• _PROBLEM 1_
List every place of origin that the chestnut passage gives for a kind of chestnut.
• _PROBLEM 2_
Using the chestnut passage, say whether each statement agrees with it, and quote the words that decide it. (a) Chestnut purée was never as popular in North America as in France. (b) The writer recommends making chestnut purée at home instead of buying it. (c) The chestnut expected in 10-15 years will be 1/16th Asian.
• _PROBLEM 3_
Extend the chestnut passage, picking up after its last sentence.

• _PROVIDED PASSAGE_
☆ ☆ ☆ ☆ ☆ ☆ ☆
Turns out that chestnut trees in North America pretty much died out! Chestnut purée was never big here like in France so no one seemed to miss them, but you can still find fresh chestnuts around Thanksgiving, and more often toward Christmas (chestnuts roasting on an open fire and all that, but who has actually roasted a chestnut? Maybe you would have if there had been more trees). They’re making a come-back, though. The native North American variety is being combined with the Asian variety for a chestnut resistant to the blight that plagued the N.A.-version. Apparently, in 10-15 years we’ll have a genetically modified chestnut that’s 15/16th North American and 1/16th Asian. I’m not sure how I feel about the genetic modification…Anyway, look for the Italian or French chestnuts if you can find them, instead of the Asians, says my chestnut source.
The cooking process is time and labour-intensive, so I still recommend buying the relatively expensive purée (though the fresh chestnuts aren’t exactly cheap either), unless you’re me, of course, or want to experience it once, or…well, you know that home-made is always better.
☆ ☆ ☆ ☆ ☆ ☆ ☆
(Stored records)
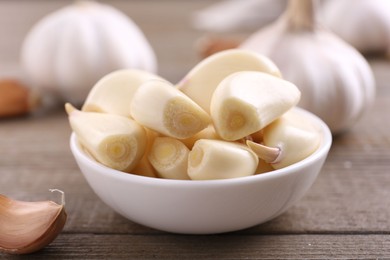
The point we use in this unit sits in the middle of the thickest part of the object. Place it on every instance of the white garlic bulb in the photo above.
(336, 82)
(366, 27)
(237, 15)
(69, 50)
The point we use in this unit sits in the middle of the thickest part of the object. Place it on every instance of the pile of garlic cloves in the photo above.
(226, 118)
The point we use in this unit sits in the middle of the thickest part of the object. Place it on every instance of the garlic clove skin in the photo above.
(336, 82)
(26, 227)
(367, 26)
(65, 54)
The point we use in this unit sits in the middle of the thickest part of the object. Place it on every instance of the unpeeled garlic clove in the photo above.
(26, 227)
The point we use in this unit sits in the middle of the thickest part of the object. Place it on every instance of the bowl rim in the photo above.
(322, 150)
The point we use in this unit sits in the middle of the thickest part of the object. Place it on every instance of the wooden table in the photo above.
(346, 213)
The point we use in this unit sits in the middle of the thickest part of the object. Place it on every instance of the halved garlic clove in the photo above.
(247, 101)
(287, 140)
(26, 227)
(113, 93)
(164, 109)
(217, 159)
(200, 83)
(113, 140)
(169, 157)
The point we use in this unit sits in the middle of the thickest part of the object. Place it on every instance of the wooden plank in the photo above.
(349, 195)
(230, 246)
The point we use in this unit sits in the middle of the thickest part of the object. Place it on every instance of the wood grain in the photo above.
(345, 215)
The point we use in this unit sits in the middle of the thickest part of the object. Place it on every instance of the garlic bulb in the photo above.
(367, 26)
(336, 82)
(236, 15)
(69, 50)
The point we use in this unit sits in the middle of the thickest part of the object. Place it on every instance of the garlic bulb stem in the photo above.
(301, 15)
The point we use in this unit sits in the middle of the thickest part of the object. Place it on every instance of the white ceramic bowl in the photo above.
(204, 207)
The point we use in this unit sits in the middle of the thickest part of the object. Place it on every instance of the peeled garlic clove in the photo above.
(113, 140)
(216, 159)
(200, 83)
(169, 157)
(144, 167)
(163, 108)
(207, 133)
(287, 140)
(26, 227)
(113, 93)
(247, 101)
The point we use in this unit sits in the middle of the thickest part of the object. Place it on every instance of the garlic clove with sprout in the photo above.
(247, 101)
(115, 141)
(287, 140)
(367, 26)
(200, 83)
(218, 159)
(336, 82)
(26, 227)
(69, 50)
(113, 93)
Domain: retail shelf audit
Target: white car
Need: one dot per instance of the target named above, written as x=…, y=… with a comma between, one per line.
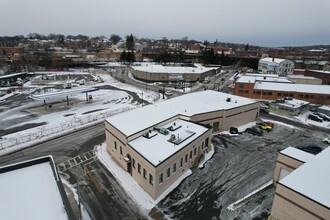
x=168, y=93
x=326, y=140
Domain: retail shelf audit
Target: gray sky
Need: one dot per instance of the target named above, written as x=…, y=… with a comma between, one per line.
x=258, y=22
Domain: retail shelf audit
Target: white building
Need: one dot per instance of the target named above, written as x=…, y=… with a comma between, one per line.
☆ ☆ ☆ ☆ ☆ ☆ ☆
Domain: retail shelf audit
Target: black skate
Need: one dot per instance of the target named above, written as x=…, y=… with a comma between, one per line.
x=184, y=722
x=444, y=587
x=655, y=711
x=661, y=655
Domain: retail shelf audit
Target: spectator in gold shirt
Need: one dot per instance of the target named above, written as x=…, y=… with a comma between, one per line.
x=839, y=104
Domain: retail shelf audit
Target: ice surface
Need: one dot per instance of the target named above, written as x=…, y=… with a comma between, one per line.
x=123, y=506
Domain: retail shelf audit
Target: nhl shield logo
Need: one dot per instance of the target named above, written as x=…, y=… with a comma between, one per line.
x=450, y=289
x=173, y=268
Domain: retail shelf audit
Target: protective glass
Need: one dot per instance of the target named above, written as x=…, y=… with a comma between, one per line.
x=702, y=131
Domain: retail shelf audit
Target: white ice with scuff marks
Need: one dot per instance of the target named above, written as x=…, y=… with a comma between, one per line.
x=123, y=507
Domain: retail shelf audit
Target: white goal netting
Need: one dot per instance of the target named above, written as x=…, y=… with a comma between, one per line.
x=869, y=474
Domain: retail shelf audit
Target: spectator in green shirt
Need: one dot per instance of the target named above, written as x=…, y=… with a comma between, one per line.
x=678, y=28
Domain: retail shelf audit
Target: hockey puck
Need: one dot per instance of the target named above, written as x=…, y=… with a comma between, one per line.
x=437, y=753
☆ ☆ ☆ ☆ ☆ ☆ ☆
• _YOUR RESPONSE 1_
North American, Asian, Italian, French

• _YOUR RESPONSE 2_
(a) Yes: "Chestnut purée was never big here like in France"
(b) No: "I still recommend buying the relatively expensive purée"
(c) Yes: "15/16th North American and 1/16th Asian"

• _YOUR RESPONSE 3_
There are a few methods to making chestnut purée. If you’re going to roast them you need to score them with a knife first (an ‘X’ on the bottom) so they don’t explode in the oven. The easier way is to boil them twice to remove the two layers of skin, and it doesn’t effect the flavour too much if you’re making purée from it.
Vanilla Bean Chestnut Purée
1 kg fresh chestnuts
500g (2 cups approximately) sugar
1 litre (about 4 cups) of water
A vanilla bean (optional, but a VERY, VERY good idea. Or you can add a 1/2 tsp of vanilla extract near the end)
Salt
Put the whole chestnuts in a pan of cold water and bring to a boil. Boil for 3 minutes. (In theory you can now remove the outer layer of skin, but the recipe was ambiguous about this, so I just left it on).
Drain and place them back in the pan with some fresh water, this time with a pinch of salt, and boil them for about 20 minutes. Leave the chestnuts to stand in the water (take the pot off the heat) for an extra 5 minutes.
Remove them from the pan a few at a time (put the lid back on after removing each couple to keep the heat in, since they’re harder to remove when they’re too cool) and carefully remove the chestnut skins (cut in with a knife to open the chestnuts like a books and scoop out the flesh with a spoon).
Place the chestnuts in a shallow frying pan.
Dissolve the sugar and water in a separate pot over low heat. Add the vanilla bean and allow to simmer while gently stirring until the syrup thickens a little. If you’re using extract, allow the syrup to thicken and then add 1/2 tsp extract.
Pour the syrup over the chestnuts and simmer gently on low for about 30 minutes. Turn the heat off and let them steep in the pan for 20 minutes. Place in blender or food processor and purée, or just serve these are half chestnuts in their syrup. I could have puréed the chestnuts after removing them from their skins, but then they’ll burn more easily in the frying pan.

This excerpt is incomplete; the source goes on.